» **BEREITGESTELLTER TEXT**:
* * *

Die Welt blickt fassungslos nach Libyen: Italienische Rückkehrer berichten von Lynchversuchen und wilden Schießereien. Experten befürchten nun, dass das Land in einem Bürgerkrieg versinkt.

Gewalt und Horrorszenen auf den Straßen von Tripolis, absolutes Chaos auf dem Flughafen der libyschen Metropole - die ersten in ihre Heimat zurückgeflogenen Italiener berichten von Tagen des Schreckens in dem vom Umsturz erfassten nordafrikanischen Land. "Auf der Fahrt von Sabratha nach Tripolis haben sie versucht, uns zu lynchen, es war entsetzlich", so ein Passagier noch mit Angst in den Augen, wie die Zeitung "La Repubblica" berichtete. Er war unter den ersten 175 nach Rom ausgeflogenen Italienern.

* * *

» **GESPEICHERTES MATERIAL**:
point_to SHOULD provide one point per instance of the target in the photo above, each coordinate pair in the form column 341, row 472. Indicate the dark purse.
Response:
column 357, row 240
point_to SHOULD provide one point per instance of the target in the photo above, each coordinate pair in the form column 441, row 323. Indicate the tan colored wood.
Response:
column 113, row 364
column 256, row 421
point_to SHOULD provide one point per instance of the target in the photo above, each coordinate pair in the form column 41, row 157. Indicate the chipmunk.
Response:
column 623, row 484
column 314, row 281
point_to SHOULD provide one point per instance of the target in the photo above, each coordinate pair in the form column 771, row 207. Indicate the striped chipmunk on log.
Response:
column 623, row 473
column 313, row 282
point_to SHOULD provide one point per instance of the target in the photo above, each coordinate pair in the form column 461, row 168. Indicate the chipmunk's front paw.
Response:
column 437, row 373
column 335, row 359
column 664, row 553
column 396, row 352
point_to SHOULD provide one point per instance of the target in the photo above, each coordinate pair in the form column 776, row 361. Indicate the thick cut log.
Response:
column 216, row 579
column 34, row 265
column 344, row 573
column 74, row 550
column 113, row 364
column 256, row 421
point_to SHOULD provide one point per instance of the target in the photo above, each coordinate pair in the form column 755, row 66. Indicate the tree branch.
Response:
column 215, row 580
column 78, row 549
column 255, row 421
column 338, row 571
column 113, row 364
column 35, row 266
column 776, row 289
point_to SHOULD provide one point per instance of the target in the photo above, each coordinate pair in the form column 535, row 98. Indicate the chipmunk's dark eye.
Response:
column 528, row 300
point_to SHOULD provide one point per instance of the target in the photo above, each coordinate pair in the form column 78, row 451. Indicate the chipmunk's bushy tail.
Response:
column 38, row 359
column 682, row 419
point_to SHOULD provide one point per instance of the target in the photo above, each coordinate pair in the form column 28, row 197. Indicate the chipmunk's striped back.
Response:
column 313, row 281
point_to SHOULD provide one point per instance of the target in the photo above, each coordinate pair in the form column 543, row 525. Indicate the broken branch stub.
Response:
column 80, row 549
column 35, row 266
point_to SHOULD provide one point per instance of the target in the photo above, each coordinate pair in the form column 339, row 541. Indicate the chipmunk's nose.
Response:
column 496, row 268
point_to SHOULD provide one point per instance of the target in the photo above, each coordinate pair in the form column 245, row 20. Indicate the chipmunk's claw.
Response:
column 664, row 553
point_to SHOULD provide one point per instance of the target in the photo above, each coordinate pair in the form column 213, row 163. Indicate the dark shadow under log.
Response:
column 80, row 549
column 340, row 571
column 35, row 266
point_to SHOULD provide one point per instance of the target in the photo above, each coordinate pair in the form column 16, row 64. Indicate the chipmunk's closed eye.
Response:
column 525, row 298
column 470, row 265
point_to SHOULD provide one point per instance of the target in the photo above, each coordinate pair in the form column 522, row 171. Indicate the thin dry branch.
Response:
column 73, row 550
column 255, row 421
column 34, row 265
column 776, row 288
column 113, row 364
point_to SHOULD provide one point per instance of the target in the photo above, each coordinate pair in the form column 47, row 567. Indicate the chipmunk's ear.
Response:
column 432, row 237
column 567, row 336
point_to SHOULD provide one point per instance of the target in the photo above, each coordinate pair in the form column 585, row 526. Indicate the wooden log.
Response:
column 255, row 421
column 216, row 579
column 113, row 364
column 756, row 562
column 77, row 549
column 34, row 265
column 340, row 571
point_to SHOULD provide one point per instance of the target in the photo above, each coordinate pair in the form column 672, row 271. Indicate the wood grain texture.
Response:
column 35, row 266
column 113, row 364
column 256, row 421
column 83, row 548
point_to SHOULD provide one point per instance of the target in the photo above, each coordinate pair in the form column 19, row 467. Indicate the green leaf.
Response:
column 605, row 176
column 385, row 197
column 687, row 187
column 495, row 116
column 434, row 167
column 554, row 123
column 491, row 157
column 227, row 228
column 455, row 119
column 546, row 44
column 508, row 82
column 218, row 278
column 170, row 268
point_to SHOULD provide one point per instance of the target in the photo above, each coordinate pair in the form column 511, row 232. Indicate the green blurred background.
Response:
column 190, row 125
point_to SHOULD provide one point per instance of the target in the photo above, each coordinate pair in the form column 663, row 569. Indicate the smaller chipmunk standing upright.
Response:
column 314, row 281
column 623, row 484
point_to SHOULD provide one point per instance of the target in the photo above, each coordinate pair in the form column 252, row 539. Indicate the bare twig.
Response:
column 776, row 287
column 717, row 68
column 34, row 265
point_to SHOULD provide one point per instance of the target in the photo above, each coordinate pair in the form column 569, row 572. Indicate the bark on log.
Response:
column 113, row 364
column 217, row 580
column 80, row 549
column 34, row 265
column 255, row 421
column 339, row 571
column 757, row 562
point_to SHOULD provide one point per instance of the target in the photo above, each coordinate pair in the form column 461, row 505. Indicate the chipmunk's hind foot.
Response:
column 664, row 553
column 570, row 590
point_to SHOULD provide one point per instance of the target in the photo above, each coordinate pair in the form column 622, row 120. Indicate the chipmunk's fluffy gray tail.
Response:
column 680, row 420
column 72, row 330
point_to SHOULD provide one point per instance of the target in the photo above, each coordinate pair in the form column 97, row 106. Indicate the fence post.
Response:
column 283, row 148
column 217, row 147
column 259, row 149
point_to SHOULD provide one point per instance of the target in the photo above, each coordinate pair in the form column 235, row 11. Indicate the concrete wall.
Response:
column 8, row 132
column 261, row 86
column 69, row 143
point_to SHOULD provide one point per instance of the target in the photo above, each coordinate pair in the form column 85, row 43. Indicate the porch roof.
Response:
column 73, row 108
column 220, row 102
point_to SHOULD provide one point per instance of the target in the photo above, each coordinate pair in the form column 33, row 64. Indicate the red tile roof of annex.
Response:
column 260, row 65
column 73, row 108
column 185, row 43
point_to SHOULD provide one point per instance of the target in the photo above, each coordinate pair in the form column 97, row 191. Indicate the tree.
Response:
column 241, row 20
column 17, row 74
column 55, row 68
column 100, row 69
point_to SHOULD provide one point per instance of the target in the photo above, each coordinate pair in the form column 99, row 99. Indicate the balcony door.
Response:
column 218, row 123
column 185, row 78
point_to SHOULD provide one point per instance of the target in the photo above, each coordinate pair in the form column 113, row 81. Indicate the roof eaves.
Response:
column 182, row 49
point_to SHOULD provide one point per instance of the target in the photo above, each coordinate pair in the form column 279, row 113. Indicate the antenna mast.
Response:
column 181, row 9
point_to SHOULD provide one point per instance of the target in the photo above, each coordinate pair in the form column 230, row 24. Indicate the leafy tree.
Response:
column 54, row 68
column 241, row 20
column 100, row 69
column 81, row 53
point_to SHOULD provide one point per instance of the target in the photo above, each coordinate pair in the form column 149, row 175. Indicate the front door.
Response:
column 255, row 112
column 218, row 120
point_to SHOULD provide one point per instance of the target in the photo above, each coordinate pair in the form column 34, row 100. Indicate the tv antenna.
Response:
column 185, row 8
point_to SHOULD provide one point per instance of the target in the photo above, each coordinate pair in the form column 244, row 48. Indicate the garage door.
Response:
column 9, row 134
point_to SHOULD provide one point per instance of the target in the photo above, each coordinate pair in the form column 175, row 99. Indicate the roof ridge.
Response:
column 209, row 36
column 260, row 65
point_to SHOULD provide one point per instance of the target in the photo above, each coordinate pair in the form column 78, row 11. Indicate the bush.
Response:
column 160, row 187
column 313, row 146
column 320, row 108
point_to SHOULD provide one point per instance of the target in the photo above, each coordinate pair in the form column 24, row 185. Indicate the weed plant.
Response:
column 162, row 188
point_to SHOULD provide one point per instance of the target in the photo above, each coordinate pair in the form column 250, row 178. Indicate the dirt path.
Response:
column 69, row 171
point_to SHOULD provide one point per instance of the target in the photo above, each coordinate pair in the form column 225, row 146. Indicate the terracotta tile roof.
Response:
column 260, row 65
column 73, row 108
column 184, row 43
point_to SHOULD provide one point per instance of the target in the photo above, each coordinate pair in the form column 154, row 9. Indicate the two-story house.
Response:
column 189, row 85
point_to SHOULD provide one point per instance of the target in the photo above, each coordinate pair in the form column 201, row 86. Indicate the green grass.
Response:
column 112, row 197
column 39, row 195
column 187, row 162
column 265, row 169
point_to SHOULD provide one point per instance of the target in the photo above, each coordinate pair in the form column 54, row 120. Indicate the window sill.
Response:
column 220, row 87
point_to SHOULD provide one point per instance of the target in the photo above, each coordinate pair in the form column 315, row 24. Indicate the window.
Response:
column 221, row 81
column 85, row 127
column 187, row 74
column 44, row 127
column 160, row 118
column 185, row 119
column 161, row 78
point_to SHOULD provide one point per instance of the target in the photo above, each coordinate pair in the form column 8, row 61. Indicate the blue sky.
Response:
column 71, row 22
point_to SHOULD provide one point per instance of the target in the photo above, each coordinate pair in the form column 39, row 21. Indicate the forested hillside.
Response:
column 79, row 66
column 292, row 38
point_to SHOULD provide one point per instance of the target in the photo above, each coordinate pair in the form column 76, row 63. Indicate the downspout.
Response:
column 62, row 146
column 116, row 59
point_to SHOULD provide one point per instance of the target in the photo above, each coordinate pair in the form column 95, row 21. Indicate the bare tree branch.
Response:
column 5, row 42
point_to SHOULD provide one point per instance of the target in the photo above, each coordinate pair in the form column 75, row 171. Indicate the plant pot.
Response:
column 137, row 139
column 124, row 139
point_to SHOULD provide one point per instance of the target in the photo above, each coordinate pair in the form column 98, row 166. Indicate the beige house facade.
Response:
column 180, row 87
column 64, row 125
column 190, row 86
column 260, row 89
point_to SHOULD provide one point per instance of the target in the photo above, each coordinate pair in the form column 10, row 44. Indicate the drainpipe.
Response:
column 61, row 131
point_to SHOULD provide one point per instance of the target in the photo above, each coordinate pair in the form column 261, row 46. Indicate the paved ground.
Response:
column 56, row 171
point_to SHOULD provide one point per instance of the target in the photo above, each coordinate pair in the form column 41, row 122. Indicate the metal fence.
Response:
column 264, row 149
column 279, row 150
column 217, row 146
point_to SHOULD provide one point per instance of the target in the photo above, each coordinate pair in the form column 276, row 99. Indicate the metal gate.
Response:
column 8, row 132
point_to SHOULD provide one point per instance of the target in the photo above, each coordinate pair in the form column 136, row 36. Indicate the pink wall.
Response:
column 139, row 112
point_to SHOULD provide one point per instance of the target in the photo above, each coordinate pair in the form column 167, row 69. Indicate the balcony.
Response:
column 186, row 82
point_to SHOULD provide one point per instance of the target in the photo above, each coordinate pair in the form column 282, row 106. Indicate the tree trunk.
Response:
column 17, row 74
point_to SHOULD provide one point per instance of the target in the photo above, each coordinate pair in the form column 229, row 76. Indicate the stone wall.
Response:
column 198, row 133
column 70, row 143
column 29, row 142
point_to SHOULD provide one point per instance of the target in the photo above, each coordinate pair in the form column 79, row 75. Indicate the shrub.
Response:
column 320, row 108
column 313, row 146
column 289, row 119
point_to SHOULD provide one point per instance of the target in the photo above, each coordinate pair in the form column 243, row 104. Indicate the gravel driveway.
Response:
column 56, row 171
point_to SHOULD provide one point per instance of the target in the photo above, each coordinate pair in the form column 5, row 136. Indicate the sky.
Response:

* * *

» **AUFGABE 1**:
Aktualisieren Sie im Text über Libyen die Stelle von "Die Welt blickt" bis einschließlich "Rom ausgeflogenen Italienern.". Ersetzen Sie dabei "Rückkehrer" durch "Heimkehrer".
» **AUFGABE 2**:
Erklären Sie anhand des Textes über Libyen, warum die Welt fassungslos auf das Land blickt.

» **LÖSUNG 1**:
Die Welt blickt fassungslos nach Libyen: Italienische Heimkehrer berichten von Lynchversuchen und wilden Schießereien. Experten befürchten nun, dass das Land in einem Bürgerkrieg versinkt.

Gewalt und Horrorszenen auf den Straßen von Tripolis, absolutes Chaos auf dem Flughafen der libyschen Metropole - die ersten in ihre Heimat zurückgeflogenen Italiener berichten von Tagen des Schreckens in dem vom Umsturz erfassten nordafrikanischen Land. "Auf der Fahrt von Sabratha nach Tripolis haben sie versucht, uns zu lynchen, es war entsetzlich", so ein Passagier noch mit Angst in den Augen, wie die Zeitung "La Repubblica" berichtete. Er war unter den ersten 175 nach Rom ausgeflogenen Italienern.

» **LÖSUNG 2**:
Die Welt blickt fassungslos nach Libyen, weil italienische Rückkehrer von Lynchversuchen und wilden Schießereien berichten.